Todd Trimble Theory of units and tabulations in allegories

Contents

Introduction
Preliminaries
Domains and coreflexives
Units
Tabulations in allegories

Preliminaries on tabulations
Pretabularity and tabularity

Introduction

In this article we establish a connection between pretabular unitary allegories and bicategories of relations, and also between tabular unitary allegories and regular categories. The material is entirely adapted from Categories, Allegories?; we have merely changed some details of arrangement, notation, and terminology.

Preliminaries

We write the composite of morphisms $r \colon a \to b$ , $s \colon b \to c$ as $s r \colon a \to c$ .

An allegory is a $Pos$ -enriched $\dagger$ -category $A$ where each hom-poset has binary meets, and the modular law is satisfied. The modular law takes two forms, whenever the left sides of the inequalities make sense:

$r s \wedge t \leq r(s \wedge r^\dagger t)$
$r s \wedge t \leq (r \wedge t s^\dagger)s$

(and of course there are variations, using commutativity of $\wedge$ ). Each of these forms can be derived from the other, using the $\dagger$ -structure.

The $\dagger$ -operation, which we henceforth denote by $(-)^o$ , preserves meets since it preserves order and is an involution.)

Lemma

For any $r \colon a \to b$ , we have $r \leq r r^o r$ .

Proof

We have $r \leq r 1_b \wedge r \leq r(1 \wedge r^o r) \leq r r^o r$ where the middle inequality uses the modular law.

Recall that a map in an allegory is a morphism $f \colon a \to b$ such that $f \dashv f^o$ . A relation $r \colon a \to b$ is well-defined if we merely have a counit inclusion $r r^o \leq 1_b$ , and is total if we merely have a unit inclusion $1_a \leq r^o r$ . Clearly maps are closed under composition, as are total relations and well-defined relations.

Lemma

If $f \colon a \to b$ is a map, then for any $r, s \in \hom(b, c)$ we have $(r \wedge s)f = r f \wedge s f$ .

Proof

The non-trivial inclusion follows from

r f \wedge s f \leq (r \wedge s f f^o)f \leq (r \wedge s)f

where the first inequality is an instance of the modular law, and the second holds for any well-defined relation $f$ .

Lemma

If $f, g \colon a \to b$ are maps and $f \leq g$ , then $f = g$ .

Since the dagger operation $(-)^o \colon \hom(a, b) \to \hom(b, a)$ preserves order, we have $f^o \leq g^o$ . But also the inclusion $f \leq g$ between left adjoints is mated to an inclusion $g^o \leq f^o$ between right adjoints. Hence $f^o = g^o$ , and therefore $f = g$ .

################

Given exercise 1: Shift every bounding-box coordinate in the answers of the rows below up by 47, across the stretch from the start of the rows through the line containing "483,54,502,151", and reproduce all of those lines, requests included. Leave the requests and their format samples unchanged.

################

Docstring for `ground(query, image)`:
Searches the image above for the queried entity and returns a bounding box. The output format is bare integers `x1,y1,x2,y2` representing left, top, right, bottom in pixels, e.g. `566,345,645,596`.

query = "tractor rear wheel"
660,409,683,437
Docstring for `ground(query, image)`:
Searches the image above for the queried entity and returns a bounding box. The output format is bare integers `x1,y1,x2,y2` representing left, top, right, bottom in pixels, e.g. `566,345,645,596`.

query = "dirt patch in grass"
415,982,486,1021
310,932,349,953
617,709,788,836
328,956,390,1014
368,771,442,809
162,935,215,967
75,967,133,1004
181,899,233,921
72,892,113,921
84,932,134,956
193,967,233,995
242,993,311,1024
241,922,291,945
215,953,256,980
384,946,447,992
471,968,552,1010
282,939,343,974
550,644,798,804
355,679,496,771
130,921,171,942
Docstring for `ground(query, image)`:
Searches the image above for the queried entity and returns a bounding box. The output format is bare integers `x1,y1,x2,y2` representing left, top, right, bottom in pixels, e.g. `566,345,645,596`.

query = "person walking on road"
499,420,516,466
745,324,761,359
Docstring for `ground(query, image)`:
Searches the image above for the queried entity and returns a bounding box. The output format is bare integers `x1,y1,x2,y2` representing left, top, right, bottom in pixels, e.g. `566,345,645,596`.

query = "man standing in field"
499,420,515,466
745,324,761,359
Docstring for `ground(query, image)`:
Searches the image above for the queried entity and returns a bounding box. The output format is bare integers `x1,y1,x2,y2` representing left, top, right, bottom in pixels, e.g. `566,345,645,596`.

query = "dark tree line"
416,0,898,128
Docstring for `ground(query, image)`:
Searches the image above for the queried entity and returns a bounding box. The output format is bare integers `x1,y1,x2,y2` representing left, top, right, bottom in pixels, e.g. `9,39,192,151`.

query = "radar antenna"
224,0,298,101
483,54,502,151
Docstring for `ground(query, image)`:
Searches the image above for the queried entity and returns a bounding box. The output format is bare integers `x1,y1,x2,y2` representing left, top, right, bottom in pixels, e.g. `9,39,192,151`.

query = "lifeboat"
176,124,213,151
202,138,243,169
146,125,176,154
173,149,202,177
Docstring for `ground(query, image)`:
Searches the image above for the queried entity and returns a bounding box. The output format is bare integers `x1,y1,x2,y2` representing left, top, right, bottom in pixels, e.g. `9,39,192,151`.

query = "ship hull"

################

Given exercise 2:
Answer these questions from the article on allegories:
(a) How does the article write the composite of morphisms r : a → b and s : b → c?
(b) What inclusion makes a relation r : a → b total?
(c) What follows when f, g : a → b are maps and f ≤ g?

Expected output 1:
Docstring for `ground(query, image)`:
Searches the image above for the queried entity and returns a bounding box. The output format is bare integers `x1,y1,x2,y2` representing left, top, right, bottom in pixels, e.g. `566,345,645,596`.

query = "tractor rear wheel"
707,456,730,484
Docstring for `ground(query, image)`:
Searches the image above for the queried entity and returns a bounding box. The output format is bare integers `x1,y1,x2,y2` representing left, top, right, bottom in pixels, e.g. `566,345,645,596`.

query = "dirt patch in grass"
462,1029,533,1068
357,979,396,1000
664,756,835,883
375,1003,437,1061
415,818,489,856
209,982,262,1014
122,1014,180,1051
228,946,280,968
119,939,160,968
131,979,181,1003
240,1014,280,1042
289,1040,358,1071
288,969,338,992
262,1000,303,1027
431,993,494,1039
518,1015,599,1057
329,986,390,1021
597,691,845,851
402,726,543,818
177,968,218,989
Docstring for `ground(query, image)`:
Searches the image above for the queried entity and returns a bounding box. The output format is bare integers `x1,y1,x2,y2` representing left, top, right, bottom in pixels, e.g. `566,345,645,596`.

query = "person walking on road"
546,467,563,513
792,371,808,406
Docstring for `ground(query, image)`:
Searches the image above for the queried entity and returns a bounding box. The output format is bare integers `x1,y1,x2,y2` representing left, top, right, bottom in pixels, e.g. `566,345,645,596`.

query = "man standing in field"
546,467,562,513
792,371,808,406
Docstring for `ground(query, image)`:
Searches the image above for the queried entity and returns a bounding box. The output format is bare integers `x1,y1,x2,y2` representing left, top, right, bottom in pixels, e.g. `566,345,645,596`.

query = "dark tree line"
463,47,945,175
Docstring for `ground(query, image)`:
Searches the image above for the queried entity and returns a bounding box. The output format is bare integers `x1,y1,x2,y2` representing left, top, right, bottom in pixels, e.g. `9,39,192,151`.

query = "radar antenna"
271,47,345,148
530,101,549,198

Expected output 2:
(a) As s r : a → c.
(b) A unit inclusion 1_a ≤ r^o r.
(c) f = g.